__Entries shown__.
##########

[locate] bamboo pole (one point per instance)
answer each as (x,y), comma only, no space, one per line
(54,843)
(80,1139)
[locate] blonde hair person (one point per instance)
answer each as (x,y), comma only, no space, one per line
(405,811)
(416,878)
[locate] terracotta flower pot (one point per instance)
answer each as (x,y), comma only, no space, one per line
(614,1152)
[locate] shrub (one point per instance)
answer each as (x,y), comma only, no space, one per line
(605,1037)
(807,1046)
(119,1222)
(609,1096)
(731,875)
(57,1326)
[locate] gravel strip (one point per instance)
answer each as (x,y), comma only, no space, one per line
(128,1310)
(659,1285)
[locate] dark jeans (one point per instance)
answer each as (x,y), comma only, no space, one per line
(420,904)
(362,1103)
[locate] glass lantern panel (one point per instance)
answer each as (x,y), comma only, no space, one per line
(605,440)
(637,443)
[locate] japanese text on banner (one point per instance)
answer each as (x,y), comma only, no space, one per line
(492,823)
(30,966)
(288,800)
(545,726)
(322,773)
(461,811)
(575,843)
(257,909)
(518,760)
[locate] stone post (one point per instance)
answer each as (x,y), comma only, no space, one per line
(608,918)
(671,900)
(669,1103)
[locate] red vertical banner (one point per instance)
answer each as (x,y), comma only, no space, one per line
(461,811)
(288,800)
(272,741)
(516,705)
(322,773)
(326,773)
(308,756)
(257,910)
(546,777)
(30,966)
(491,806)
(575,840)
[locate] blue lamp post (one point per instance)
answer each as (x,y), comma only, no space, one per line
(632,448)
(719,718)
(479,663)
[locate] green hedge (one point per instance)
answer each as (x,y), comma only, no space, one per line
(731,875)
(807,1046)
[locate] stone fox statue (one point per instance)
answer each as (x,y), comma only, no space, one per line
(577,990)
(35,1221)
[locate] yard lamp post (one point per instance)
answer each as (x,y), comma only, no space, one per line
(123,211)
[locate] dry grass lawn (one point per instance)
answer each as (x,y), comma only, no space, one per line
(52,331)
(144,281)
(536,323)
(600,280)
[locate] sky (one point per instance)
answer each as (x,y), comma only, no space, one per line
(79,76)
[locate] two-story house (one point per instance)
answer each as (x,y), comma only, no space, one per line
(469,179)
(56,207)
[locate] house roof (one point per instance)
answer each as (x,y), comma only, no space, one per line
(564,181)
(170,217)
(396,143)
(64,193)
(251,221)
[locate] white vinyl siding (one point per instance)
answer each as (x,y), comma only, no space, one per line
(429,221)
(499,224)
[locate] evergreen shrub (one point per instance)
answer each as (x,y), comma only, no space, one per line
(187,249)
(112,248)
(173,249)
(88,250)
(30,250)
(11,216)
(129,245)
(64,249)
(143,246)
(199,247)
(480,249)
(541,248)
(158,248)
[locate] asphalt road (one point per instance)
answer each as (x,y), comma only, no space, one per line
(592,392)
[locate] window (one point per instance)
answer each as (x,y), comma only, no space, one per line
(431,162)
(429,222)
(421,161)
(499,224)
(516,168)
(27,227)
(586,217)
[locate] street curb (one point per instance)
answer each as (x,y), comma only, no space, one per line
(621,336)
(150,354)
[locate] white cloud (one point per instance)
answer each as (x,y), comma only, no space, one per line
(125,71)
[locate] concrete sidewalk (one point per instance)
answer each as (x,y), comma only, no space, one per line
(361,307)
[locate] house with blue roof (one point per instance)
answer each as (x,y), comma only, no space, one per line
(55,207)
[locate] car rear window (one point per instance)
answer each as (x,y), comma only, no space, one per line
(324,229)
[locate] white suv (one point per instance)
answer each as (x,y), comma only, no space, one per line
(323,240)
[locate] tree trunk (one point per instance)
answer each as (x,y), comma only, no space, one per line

##########

__Exercise__.
Print only the lines from the one with "[locate] street curb (one point per instance)" to the end of the records, both included.

__Exercise solution__.
[locate] street curb (one point per instance)
answer each as (x,y), comma only, no space, one per line
(621,336)
(150,354)
[locate] white cloud (one point per instance)
answer each as (x,y), comma only, no space, one per line
(125,71)
[locate] concrete sidewalk (one point per instance)
answer each as (x,y), comma only, no space, one per line
(361,307)
[locate] house with blue roof (one point per instance)
answer each as (x,y), comma only, no space, one per line
(55,207)
[locate] car rear window (one point per instance)
answer each as (x,y), comma only, no space, one per line
(324,229)
[locate] white suv (one point per instance)
answer each as (x,y), comma only, no space, one per line
(323,240)
[locate] tree trunk (one point per instance)
answer each as (x,y), comma only, no space, one per line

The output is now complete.